• REQUIRED WORK: Copy out all of the material below line for line, without changing a single character.

• INPUT MATERIAL:
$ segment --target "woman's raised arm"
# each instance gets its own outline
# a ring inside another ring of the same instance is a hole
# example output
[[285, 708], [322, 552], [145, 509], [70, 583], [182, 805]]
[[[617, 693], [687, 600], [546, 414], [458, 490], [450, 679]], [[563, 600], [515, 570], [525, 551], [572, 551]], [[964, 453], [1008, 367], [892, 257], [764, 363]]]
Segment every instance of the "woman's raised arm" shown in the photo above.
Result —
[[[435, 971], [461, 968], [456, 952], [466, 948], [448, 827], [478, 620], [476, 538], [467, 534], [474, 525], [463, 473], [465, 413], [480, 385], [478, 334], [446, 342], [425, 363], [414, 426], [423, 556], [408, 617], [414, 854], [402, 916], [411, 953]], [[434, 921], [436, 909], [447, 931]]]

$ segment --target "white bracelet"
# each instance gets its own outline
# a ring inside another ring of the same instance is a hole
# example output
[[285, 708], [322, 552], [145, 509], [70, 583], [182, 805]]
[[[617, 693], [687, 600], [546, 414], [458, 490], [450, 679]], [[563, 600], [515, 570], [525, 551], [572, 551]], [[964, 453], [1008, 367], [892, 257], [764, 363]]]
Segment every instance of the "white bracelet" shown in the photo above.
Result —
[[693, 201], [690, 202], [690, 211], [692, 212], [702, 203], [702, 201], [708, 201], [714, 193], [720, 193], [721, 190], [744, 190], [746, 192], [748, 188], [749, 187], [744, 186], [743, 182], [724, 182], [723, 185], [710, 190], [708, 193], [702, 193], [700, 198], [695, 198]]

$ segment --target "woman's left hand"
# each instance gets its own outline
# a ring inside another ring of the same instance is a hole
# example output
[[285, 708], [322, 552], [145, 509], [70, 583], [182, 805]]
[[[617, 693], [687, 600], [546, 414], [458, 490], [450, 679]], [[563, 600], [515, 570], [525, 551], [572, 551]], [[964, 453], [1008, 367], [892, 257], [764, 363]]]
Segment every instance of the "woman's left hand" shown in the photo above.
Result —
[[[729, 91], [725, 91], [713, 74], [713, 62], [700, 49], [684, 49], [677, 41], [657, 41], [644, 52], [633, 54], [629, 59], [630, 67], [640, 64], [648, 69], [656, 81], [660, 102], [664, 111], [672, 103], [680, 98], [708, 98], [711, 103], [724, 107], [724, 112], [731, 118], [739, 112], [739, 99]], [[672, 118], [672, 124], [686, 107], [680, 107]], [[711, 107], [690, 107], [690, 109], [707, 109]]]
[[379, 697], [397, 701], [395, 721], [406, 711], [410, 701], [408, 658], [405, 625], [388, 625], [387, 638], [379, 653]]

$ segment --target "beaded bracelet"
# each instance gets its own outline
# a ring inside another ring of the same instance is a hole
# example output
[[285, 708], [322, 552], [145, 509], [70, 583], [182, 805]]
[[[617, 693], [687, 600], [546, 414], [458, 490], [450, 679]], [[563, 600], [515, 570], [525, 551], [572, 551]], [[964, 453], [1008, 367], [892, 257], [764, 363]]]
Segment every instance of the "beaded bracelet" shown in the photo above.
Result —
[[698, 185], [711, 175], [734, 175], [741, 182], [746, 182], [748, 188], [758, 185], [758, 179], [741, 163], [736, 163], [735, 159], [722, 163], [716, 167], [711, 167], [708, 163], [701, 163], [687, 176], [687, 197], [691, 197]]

• SOLUTION FOR THIS TASK:
$ segment --target "woman's raised arm"
# each instance gets its own outline
# a ring inside another ring of the same instance is a hole
# example output
[[285, 708], [322, 552], [145, 509], [70, 583], [182, 805]]
[[[617, 693], [687, 600], [546, 414], [458, 490], [450, 679]], [[563, 600], [515, 570], [525, 551], [572, 551]], [[964, 453], [1008, 367], [892, 257], [764, 363]]]
Segment every instance of the "woman's raised arm" shown in the photo above.
Result —
[[[435, 971], [461, 968], [456, 952], [466, 948], [448, 827], [478, 620], [476, 538], [467, 534], [474, 525], [463, 473], [465, 413], [480, 385], [478, 334], [446, 342], [425, 363], [414, 426], [423, 556], [408, 617], [414, 854], [402, 916], [411, 953]], [[434, 921], [436, 909], [447, 931]]]

$ segment --target "white bracelet"
# each instance gets its own outline
# a ring inside another ring of the same instance is a hole
# example output
[[285, 708], [322, 552], [145, 509], [70, 583], [182, 805]]
[[[617, 693], [687, 600], [546, 414], [458, 490], [450, 679]], [[563, 600], [515, 570], [525, 551], [572, 551]], [[964, 453], [1008, 367], [892, 257], [764, 363]]]
Segment every instance of the "white bracelet" shown in the photo above.
Result —
[[693, 201], [690, 202], [690, 211], [692, 212], [702, 203], [702, 201], [708, 201], [714, 193], [720, 193], [721, 190], [744, 190], [746, 192], [748, 188], [749, 187], [744, 186], [743, 182], [724, 182], [723, 185], [710, 190], [708, 193], [702, 193], [700, 198], [695, 198]]

$ segment --target "woman's left hand"
# each instance gets its own outline
# a ring inside another ring of the same instance is a hole
# example output
[[285, 708], [322, 552], [145, 509], [70, 583], [182, 805]]
[[[617, 693], [687, 600], [546, 414], [458, 490], [450, 679]], [[563, 600], [515, 570], [525, 551], [572, 551]], [[964, 453], [1008, 367], [892, 257], [764, 363]]]
Segment every instance of the "woman's left hand" shown in the photo above.
Result —
[[[729, 91], [725, 91], [713, 74], [713, 62], [700, 49], [684, 49], [677, 41], [657, 41], [644, 52], [633, 54], [629, 59], [630, 67], [640, 64], [648, 69], [656, 81], [660, 102], [664, 111], [672, 103], [680, 98], [708, 98], [711, 103], [724, 107], [724, 112], [731, 118], [739, 112], [739, 99]], [[672, 118], [672, 124], [686, 107], [680, 107]], [[711, 107], [690, 107], [690, 109], [707, 109]]]
[[379, 697], [397, 701], [395, 721], [406, 711], [410, 701], [408, 658], [405, 625], [388, 625], [387, 638], [379, 653]]

$ segment --target "beaded bracelet"
# each instance gets its own outline
# a ring inside another ring of the same instance is a hole
# example output
[[285, 708], [322, 552], [145, 509], [70, 583], [182, 805]]
[[[617, 693], [687, 600], [546, 414], [458, 490], [450, 679]], [[563, 600], [515, 570], [525, 551], [572, 551]], [[964, 453], [1008, 367], [892, 257], [764, 363]]]
Segment every instance of the "beaded bracelet" shown in the photo above.
Result —
[[698, 185], [711, 175], [734, 175], [741, 182], [746, 182], [748, 188], [758, 185], [758, 179], [741, 163], [736, 163], [735, 159], [722, 163], [716, 167], [711, 167], [708, 163], [701, 163], [687, 176], [687, 197], [691, 197]]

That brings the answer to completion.